(Records from a data source)
* * *

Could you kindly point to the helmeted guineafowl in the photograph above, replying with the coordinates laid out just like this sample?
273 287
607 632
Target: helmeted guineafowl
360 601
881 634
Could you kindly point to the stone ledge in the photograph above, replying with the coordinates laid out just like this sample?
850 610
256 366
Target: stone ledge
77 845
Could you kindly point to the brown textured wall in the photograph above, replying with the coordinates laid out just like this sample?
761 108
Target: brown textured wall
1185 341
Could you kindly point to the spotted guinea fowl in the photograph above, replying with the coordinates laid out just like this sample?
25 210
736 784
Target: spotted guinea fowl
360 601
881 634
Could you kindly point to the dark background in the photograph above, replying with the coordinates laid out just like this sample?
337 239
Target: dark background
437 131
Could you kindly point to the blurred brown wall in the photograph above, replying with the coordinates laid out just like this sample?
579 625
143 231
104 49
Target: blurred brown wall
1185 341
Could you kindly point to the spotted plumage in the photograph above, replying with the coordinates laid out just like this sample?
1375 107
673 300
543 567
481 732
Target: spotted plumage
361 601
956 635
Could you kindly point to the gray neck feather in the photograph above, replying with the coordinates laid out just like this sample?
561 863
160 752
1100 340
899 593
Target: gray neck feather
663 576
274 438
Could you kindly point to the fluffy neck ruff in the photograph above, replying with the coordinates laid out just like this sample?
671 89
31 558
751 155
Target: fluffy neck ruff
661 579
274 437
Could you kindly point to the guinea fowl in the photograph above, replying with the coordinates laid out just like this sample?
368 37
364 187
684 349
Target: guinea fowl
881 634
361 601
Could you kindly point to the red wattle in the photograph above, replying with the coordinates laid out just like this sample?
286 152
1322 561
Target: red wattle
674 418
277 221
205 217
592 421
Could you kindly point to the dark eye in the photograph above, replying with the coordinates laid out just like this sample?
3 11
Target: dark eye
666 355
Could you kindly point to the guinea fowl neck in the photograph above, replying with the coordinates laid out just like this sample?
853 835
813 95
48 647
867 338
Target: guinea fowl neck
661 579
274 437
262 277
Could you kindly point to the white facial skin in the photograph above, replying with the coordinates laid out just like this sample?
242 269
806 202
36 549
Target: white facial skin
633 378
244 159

* * *

▶ _Work instruction_: The full set of records is to be written out once more, word for word.

▶ _Answer to the exercise_:
Could you kindly point to the helmeted guineafowl in the photograph above, replying with the coordinates laid out just like this sample?
273 287
607 632
Target: helmeted guineafowl
360 601
881 634
Could you kindly point to the stone ledge in the photograph above, replying with the coordinates laid out just like this sample?
850 610
256 366
Target: stone ledge
77 845
Could you kindly point to the brown textured wall in the photograph above, replying with the coordinates laid out just like this sample?
761 108
Target: brown textured wall
1185 341
Could you kindly point to the spotted guinea fowl in the photograph above, replying with the coordinates laid out just like this sample?
25 210
736 784
Target: spotted guinea fowl
360 601
881 634
Could you kindly point to the dark background in the photograph above, replying with the coordinates laid out just like this sample?
337 239
Target: dark background
437 131
Could you kindly point to the blurred brown wall in the photograph above, replying with the coordinates laid out just like this sample?
579 625
143 231
104 49
Target: blurred brown wall
1185 341
Could you kindly point to the spotted plumage in the photograph above, replying with the coordinates laid out just like this sample?
1375 107
673 300
543 567
481 732
Target: spotted plumage
361 601
956 635
Could you kindly point to the gray neck feather in the photograph above, replying with the coordinates laid out just like this sample?
561 863
160 752
1100 340
899 593
Target: gray neck feather
663 576
274 438
Could you kindly point to the fluffy neck ruff in the photograph above, replying with the coordinates laid out just like this sample?
671 89
31 558
751 155
Target: fluffy neck ruff
661 579
274 437
Could you kindly point to the guinea fowl in the photograph above, replying with the coordinates laid out just like this sample?
368 37
364 187
684 349
Target: guinea fowl
881 634
361 601
Could you kindly point to the red wattle in the photograph above, replying with the coordinates laid out just like this sample?
286 152
1322 561
Target: red wattle
674 418
277 221
205 217
592 421
Could you kindly point to the dark eye in the photograph above, replying with the coordinates laid out just like this sample?
3 11
Target: dark eye
666 355
Could you kindly point to the guinea fowl neck in the photograph above, replying with the coordinates laid out just like this sample?
853 835
813 95
48 647
867 338
Target: guinea fowl neck
661 579
274 437
262 277
Could you kindly point to the white facial skin in the photograph above, replying with the coordinates laid out just like this sample?
242 269
806 202
36 549
Target: white facial skin
633 378
244 159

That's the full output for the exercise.